• **Consigne A**:
D'après l'extrait, à quelle date le confinement a-t-il débuté ?
• **Consigne B**:
Recopiez mot pour mot, s'il vous plaît, le passage de l'extrait qui commence par « Du temps ensemble, pour » et se poursuit jusqu'à « retour aux apprentissages. ».

+++ Extrait fourni

Du temps ensemble, pour les équipes éducatives
Si reprise il y a, à partir du 11 mai, ce ne peut être que dans une sécurité sanitaire, de manière progressive et adaptée aux contextes de chaque terrain. Les équipes éducatives ont besoin de se retrouver, comme en pré-rentrée, sans les élèves. Les questions éducatives à la sortie de cet épisode de confinement sont multiples, elles doivent être appréhendées par les collectifs de travail avant toute velléité de retour aux apprentissages.
Système à l’arrêt
Le confinement a provoqué un rapport au temps et à l’espace différent de nos habitudes. L’espace intime de nos maisons est devenu aussi notre espace de travail. Ce temps, débuté le 16 mars 2020, ni de vacances ni d’activité normale, est un temps d’attente. Attente de la sortie de crise, attente de retour à la routine, à l’alternance bien connue vie professionnelle/vie personnelle. Chacun.e , que ce soit d’un point de vue professionnel ou personnel, n’a pas vécu de la même manière ce temps. Et cela impactera forcément sa reprise d’activité. Il est impossible de retourner dans son l’école, dans son établissement, comme si on venait retrouver son collectif de travail après les congés d’été. Pourquoi ? Parce qu’un collectif de travail est une communauté d’humains, qui auront eu à vivre des difficultés professionnelles, pour gérer les injonctions de continuité pédagogique et peut être aussi et en même temps, des souffrances personnelles liées au Covid 19, et aux victimes qu’il a généré.

++++++
+++ Extraits de données

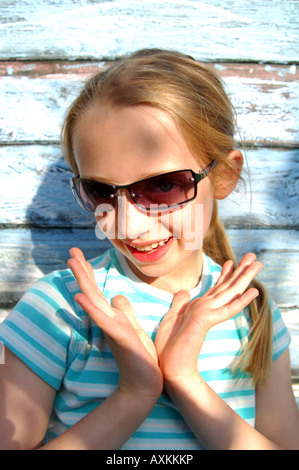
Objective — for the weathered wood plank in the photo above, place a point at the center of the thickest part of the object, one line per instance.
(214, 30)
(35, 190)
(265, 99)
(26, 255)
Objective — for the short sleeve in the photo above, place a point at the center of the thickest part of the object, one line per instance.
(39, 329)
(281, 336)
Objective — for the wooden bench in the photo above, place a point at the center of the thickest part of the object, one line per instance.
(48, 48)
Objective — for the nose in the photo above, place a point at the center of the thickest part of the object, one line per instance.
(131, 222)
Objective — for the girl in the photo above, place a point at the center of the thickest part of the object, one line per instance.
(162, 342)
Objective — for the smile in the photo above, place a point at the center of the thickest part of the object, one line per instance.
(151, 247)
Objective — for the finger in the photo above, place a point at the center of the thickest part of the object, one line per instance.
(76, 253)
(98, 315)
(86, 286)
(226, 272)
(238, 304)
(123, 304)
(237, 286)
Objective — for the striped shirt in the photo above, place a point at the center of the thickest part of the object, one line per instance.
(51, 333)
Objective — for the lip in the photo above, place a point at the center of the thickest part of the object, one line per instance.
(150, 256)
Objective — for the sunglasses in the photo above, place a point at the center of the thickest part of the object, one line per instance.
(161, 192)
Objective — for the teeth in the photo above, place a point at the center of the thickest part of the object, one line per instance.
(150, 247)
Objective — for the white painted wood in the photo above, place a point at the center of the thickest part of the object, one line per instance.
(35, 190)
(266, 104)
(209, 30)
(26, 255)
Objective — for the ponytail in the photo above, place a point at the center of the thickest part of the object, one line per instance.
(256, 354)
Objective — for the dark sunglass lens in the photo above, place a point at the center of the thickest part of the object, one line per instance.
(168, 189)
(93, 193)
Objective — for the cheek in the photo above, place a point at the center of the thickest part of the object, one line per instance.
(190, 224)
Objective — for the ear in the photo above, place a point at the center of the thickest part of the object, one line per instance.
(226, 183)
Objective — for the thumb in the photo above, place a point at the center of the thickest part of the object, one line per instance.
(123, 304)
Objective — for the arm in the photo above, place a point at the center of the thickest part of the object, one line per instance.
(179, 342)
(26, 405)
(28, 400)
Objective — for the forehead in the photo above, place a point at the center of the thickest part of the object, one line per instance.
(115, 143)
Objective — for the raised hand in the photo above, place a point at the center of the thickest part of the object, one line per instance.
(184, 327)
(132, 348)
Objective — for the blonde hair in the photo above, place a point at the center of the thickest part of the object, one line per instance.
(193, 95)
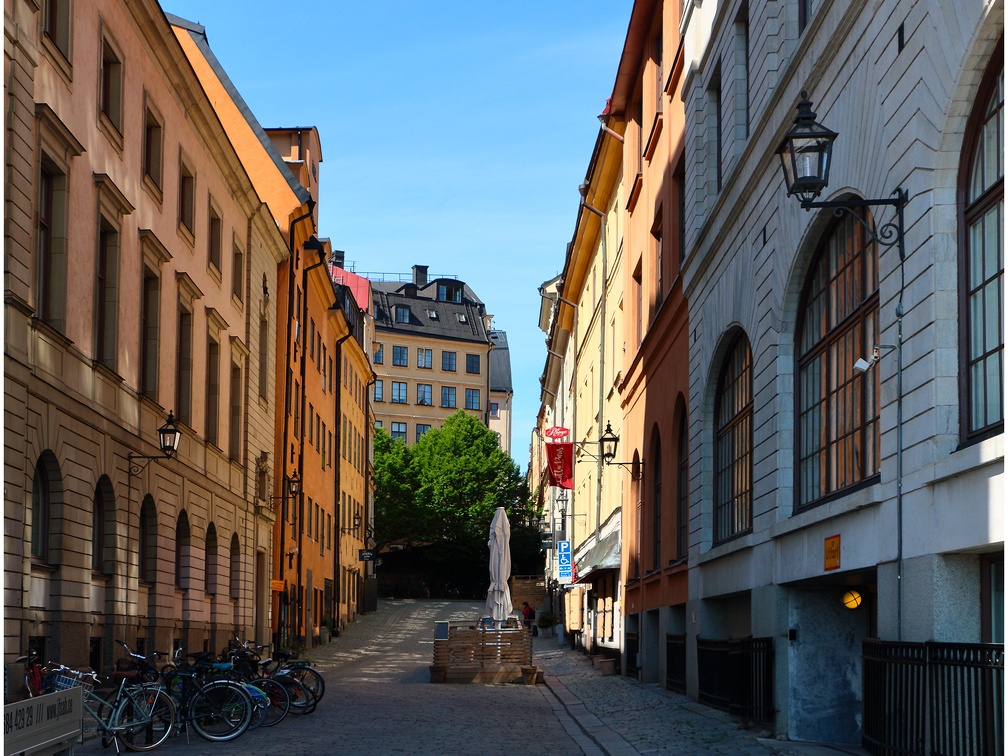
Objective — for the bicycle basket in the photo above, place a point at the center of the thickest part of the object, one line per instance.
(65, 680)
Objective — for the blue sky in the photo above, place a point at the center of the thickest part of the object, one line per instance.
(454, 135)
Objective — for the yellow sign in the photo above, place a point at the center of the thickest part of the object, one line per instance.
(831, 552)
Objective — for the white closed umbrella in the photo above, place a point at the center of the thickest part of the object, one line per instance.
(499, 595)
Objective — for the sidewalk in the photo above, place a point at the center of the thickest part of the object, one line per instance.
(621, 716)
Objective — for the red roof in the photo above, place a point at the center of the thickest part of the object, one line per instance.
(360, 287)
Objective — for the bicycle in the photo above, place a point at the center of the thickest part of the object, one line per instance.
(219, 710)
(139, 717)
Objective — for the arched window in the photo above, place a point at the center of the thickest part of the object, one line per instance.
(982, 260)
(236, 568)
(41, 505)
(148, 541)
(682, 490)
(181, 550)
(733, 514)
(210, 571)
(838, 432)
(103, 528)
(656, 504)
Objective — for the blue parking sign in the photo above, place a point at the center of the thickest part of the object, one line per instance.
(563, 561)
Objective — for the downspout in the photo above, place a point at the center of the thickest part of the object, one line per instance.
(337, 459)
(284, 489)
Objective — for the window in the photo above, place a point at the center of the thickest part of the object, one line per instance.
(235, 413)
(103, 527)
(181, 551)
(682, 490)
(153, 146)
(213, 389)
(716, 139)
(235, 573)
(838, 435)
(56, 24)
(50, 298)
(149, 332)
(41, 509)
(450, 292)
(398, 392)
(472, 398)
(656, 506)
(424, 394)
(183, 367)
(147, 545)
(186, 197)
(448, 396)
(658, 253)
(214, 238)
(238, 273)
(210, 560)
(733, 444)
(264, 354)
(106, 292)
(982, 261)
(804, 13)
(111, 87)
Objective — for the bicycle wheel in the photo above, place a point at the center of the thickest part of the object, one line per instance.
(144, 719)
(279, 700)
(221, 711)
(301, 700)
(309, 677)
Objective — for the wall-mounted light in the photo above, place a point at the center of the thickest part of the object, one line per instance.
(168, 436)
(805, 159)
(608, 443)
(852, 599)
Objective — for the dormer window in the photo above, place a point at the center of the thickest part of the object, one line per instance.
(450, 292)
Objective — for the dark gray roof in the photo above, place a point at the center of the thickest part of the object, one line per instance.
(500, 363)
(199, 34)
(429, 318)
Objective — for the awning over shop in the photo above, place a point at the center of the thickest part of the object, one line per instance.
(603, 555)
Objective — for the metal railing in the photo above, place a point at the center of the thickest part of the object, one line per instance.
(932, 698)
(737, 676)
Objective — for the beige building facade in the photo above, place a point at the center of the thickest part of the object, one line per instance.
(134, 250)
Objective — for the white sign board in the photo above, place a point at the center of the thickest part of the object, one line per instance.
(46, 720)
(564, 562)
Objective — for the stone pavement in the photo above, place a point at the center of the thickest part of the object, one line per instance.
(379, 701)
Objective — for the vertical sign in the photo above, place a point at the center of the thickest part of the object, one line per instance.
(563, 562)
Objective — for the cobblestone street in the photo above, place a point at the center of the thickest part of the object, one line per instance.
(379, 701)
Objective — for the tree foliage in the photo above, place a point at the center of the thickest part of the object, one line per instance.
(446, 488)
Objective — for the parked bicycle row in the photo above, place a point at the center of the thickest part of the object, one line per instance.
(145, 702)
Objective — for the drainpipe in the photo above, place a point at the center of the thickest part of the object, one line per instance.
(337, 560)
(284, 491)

++++++
+++ Extraits de données

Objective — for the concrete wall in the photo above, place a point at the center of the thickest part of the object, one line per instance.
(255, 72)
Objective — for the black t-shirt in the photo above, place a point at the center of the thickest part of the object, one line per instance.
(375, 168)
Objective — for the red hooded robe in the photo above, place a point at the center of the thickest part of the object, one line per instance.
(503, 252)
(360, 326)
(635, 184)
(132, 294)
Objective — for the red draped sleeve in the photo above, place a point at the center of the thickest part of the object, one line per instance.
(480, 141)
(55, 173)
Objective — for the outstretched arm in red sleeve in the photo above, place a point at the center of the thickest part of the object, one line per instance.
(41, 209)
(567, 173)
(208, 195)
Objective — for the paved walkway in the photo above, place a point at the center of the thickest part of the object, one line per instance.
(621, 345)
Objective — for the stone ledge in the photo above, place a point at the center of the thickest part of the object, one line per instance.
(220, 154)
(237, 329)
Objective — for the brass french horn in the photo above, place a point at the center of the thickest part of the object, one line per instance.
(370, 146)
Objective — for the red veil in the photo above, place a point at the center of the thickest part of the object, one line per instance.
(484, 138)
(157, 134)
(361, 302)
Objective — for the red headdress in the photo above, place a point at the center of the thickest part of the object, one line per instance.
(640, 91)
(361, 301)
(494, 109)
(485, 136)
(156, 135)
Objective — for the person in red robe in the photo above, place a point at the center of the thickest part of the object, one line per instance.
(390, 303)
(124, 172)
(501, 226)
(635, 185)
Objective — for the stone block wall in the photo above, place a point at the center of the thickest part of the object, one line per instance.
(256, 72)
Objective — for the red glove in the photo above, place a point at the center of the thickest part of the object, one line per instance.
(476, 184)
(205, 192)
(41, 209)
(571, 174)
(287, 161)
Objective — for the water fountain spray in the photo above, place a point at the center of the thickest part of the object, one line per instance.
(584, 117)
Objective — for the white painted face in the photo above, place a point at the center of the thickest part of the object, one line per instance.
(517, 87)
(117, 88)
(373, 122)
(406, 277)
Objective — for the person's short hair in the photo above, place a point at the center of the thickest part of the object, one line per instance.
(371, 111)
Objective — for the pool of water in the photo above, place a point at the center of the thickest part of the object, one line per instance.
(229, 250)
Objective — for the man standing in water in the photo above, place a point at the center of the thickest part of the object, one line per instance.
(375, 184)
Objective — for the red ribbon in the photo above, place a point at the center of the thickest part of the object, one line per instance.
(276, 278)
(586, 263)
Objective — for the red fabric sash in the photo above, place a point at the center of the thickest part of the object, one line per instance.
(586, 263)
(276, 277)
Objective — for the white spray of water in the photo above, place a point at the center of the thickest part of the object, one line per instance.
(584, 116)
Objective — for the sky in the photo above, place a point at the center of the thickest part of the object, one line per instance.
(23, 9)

++++++
+++ Extraits de données

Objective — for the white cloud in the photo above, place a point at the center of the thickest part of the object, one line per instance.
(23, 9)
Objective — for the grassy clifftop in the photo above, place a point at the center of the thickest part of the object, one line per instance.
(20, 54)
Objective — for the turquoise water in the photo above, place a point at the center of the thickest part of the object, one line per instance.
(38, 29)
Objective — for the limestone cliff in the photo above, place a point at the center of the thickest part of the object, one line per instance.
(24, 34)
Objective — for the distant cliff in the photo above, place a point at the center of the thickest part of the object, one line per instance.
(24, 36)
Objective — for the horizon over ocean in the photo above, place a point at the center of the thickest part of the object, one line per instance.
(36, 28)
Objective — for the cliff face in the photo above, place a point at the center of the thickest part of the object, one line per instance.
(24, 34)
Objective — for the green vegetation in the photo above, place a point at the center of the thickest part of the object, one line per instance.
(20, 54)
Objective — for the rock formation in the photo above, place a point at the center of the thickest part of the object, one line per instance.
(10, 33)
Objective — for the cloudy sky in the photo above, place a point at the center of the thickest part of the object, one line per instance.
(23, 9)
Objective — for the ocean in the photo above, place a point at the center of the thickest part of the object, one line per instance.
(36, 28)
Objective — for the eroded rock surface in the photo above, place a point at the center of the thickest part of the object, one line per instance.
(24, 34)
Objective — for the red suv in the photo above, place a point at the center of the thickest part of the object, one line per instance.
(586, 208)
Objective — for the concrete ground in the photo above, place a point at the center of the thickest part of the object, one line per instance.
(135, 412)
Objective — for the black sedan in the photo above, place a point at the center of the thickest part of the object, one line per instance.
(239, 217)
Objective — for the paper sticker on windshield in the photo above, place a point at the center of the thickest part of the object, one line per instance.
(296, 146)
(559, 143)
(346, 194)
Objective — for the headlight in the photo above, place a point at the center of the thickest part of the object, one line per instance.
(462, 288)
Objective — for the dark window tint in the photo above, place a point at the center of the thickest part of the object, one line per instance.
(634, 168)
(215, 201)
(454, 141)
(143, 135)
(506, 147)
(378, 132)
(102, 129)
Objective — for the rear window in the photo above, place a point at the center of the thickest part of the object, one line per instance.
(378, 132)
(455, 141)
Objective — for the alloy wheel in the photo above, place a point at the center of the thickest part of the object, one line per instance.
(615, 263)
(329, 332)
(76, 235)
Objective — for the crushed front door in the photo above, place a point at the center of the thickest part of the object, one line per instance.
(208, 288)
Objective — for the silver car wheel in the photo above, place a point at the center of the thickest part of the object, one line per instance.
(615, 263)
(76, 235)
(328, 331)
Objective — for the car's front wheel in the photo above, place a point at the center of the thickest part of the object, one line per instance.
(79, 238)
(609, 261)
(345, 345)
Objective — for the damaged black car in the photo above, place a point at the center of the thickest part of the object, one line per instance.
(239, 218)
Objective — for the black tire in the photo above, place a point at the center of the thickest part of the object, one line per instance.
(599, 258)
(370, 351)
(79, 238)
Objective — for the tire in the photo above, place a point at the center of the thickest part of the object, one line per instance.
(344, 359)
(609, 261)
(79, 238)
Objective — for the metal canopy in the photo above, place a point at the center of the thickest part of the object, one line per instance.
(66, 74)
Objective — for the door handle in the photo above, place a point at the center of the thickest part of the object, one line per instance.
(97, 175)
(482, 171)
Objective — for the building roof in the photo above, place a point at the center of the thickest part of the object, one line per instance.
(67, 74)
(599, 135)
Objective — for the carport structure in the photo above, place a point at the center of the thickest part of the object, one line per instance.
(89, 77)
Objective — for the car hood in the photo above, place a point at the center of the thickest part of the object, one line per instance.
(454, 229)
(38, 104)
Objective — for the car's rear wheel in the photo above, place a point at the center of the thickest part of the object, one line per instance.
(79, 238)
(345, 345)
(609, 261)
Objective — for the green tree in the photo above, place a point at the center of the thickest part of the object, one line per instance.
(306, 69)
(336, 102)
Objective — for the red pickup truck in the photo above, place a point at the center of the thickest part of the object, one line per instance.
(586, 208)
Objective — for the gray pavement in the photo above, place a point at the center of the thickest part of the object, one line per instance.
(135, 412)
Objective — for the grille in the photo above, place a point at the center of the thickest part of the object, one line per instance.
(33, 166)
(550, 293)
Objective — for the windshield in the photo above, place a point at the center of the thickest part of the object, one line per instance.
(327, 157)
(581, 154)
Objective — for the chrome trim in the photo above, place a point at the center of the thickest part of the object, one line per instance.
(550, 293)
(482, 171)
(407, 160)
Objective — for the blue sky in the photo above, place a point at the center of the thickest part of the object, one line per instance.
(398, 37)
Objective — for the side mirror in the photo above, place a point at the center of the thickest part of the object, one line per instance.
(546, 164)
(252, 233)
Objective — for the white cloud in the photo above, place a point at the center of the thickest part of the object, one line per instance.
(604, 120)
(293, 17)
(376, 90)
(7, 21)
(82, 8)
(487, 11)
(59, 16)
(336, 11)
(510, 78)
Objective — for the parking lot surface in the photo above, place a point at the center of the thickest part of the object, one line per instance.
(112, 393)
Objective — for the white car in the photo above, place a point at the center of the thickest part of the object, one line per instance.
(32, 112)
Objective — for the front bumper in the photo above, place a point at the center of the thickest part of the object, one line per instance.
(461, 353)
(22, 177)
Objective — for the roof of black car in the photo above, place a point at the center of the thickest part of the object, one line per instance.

++++++

• **Réponse rédigée A**:
Le 16 mars 2020.

• **Réponse rédigée B**:
Du temps ensemble, pour les équipes éducatives
Si reprise il y a, à partir du 11 mai, ce ne peut être que dans une sécurité sanitaire, de manière progressive et adaptée aux contextes de chaque terrain. Les équipes éducatives ont besoin de se retrouver, comme en pré-rentrée, sans les élèves. Les questions éducatives à la sortie de cet épisode de confinement sont multiples, elles doivent être appréhendées par les collectifs de travail avant toute velléité de retour aux apprentissages.